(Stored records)
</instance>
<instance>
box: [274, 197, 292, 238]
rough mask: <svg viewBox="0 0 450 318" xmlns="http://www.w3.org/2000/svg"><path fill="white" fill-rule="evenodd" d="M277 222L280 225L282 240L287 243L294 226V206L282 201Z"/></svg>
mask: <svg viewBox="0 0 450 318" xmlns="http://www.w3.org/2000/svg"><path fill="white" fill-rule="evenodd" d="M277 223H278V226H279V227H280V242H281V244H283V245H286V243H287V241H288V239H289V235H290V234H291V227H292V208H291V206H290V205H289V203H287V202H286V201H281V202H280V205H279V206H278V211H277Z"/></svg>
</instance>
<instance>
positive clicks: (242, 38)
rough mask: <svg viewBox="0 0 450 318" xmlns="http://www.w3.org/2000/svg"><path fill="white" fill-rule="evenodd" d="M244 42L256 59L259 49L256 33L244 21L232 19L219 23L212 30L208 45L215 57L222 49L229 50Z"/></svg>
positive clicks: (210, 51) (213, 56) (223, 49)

* * *

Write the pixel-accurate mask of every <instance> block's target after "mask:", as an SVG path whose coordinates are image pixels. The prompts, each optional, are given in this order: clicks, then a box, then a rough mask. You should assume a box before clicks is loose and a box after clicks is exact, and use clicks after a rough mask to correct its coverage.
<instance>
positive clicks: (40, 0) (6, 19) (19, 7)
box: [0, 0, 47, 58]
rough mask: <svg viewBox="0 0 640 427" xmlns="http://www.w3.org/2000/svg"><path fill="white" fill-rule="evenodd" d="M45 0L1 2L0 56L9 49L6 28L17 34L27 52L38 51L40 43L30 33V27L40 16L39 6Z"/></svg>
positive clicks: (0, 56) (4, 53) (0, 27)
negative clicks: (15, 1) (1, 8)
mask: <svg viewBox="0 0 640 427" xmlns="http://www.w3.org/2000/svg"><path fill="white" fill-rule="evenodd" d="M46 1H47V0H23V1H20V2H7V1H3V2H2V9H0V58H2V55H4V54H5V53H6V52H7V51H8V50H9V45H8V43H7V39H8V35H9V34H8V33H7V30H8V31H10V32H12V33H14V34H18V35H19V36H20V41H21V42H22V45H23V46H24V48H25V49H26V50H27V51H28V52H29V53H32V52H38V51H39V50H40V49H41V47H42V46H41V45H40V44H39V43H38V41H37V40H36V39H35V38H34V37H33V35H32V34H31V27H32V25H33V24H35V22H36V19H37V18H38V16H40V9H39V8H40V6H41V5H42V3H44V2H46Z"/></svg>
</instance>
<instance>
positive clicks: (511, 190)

==

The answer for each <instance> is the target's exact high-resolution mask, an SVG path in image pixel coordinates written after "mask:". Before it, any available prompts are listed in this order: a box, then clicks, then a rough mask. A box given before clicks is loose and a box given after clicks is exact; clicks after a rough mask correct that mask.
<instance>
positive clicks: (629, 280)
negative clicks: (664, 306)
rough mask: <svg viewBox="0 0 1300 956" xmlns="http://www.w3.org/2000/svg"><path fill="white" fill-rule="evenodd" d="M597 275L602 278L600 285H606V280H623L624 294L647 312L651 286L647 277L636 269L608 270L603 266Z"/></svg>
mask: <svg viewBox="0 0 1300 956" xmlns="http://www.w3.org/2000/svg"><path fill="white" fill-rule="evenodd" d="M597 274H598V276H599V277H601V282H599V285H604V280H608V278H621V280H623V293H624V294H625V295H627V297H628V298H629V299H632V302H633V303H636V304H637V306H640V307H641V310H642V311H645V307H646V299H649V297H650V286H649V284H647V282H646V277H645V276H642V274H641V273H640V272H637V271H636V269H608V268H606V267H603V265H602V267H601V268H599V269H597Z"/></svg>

## What is expected
Word for word, restate the lines above from the line containing "222L280 225L282 240L287" through the line containing "positive clicks: (242, 38)", with both included and nothing else.

## Written response
rough mask: <svg viewBox="0 0 450 318" xmlns="http://www.w3.org/2000/svg"><path fill="white" fill-rule="evenodd" d="M277 222L280 225L282 240L287 243L294 226V206L282 201Z"/></svg>
mask: <svg viewBox="0 0 450 318" xmlns="http://www.w3.org/2000/svg"><path fill="white" fill-rule="evenodd" d="M277 223H278V226H279V227H280V242H281V244H283V245H286V243H287V241H288V239H289V235H290V234H291V227H292V208H291V206H290V205H289V203H287V202H286V201H281V202H280V205H279V206H278V211H277Z"/></svg>
</instance>
<instance>
positive clicks: (242, 38)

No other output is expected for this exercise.